- _Problem details_: Would you pull out every line of the material that contains the string "below"?

- _Source material_:
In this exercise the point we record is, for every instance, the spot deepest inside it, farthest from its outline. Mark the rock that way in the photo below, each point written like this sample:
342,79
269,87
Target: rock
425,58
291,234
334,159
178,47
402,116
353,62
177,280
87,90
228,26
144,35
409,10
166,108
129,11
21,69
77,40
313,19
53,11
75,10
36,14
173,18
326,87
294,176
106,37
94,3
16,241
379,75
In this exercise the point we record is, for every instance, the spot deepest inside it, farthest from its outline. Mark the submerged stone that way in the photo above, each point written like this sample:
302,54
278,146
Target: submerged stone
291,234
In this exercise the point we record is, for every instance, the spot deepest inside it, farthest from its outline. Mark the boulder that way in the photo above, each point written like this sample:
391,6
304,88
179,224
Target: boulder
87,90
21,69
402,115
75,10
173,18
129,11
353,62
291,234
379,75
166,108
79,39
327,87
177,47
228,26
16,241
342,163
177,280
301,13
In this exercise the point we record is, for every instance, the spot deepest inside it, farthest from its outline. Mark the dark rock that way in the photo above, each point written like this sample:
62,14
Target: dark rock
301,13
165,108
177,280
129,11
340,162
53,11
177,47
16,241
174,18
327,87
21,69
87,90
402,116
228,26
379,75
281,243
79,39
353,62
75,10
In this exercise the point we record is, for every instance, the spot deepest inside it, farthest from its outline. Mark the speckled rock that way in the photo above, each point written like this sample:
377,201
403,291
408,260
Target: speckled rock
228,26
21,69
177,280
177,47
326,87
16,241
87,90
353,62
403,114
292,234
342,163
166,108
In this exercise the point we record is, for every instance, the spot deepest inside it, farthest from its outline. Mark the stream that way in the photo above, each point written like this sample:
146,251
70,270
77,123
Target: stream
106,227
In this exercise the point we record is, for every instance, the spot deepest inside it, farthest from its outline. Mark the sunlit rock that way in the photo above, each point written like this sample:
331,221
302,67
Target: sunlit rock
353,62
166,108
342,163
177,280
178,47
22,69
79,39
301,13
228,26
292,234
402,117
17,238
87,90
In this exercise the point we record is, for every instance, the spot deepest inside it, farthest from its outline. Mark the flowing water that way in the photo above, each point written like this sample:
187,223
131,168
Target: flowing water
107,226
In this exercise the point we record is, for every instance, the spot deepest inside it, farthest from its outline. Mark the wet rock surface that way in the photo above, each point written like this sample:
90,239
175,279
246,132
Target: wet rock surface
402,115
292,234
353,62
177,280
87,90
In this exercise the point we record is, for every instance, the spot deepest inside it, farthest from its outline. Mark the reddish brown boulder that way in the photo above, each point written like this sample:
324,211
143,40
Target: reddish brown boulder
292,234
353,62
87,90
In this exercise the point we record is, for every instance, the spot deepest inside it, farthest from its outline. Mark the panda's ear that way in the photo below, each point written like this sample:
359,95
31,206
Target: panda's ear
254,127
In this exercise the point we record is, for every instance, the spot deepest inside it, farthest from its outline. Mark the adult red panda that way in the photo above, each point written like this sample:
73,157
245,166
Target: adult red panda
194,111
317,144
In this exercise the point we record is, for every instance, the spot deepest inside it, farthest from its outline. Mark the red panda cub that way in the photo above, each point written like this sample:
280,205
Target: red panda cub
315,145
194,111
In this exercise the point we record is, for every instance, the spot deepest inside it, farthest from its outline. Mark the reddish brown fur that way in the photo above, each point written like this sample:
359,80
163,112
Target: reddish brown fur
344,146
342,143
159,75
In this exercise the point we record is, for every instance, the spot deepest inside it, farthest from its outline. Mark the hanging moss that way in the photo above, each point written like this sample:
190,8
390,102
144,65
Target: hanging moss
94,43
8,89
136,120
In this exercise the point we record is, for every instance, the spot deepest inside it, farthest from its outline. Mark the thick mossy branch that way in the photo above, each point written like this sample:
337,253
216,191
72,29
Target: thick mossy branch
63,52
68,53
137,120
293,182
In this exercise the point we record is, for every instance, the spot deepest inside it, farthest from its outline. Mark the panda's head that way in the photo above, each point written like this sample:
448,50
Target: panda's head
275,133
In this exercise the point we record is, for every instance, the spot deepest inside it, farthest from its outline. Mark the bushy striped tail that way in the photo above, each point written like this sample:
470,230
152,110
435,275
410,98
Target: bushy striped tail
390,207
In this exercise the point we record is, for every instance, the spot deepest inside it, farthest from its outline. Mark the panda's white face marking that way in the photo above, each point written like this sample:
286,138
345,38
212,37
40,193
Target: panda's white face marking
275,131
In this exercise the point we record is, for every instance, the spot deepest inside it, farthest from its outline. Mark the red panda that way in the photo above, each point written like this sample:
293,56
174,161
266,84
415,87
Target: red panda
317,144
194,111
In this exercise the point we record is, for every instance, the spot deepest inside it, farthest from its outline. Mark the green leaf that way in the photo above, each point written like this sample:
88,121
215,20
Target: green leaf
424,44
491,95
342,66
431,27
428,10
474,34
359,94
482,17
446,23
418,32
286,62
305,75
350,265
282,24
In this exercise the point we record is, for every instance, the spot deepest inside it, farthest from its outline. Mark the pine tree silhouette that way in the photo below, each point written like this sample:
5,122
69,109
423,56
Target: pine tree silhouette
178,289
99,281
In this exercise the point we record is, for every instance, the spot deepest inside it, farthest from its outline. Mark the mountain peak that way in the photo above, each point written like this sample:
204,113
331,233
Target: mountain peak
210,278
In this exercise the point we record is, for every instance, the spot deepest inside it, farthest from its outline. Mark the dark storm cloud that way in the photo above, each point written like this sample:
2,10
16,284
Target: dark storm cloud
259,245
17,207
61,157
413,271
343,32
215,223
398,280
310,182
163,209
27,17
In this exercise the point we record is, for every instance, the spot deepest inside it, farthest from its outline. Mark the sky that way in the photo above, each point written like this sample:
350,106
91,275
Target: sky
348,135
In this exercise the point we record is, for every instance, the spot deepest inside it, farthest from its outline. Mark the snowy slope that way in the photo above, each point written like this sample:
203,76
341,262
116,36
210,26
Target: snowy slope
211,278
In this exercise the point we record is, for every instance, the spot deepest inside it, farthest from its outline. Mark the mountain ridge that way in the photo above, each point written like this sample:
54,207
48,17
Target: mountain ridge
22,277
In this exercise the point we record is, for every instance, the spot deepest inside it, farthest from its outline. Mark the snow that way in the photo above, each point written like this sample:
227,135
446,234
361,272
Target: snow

- _Response for this exercise_:
In this exercise the point we record is, for every instance, the spot deepest inside it, farthest from its outline. Mark the rock that way in the photo below, each point written like this sample:
In this exercise the point we record is, for every instance, the spot deepest inside it, farthest from its outline. Mark the panda's ear that way in the photo below, each point written like this sample:
In this exercise the point we record is, for every instance, the spot deepest inside it, farthest from its outline. Mark the pine tree silhouette that way in the photo below, each point written like this sample:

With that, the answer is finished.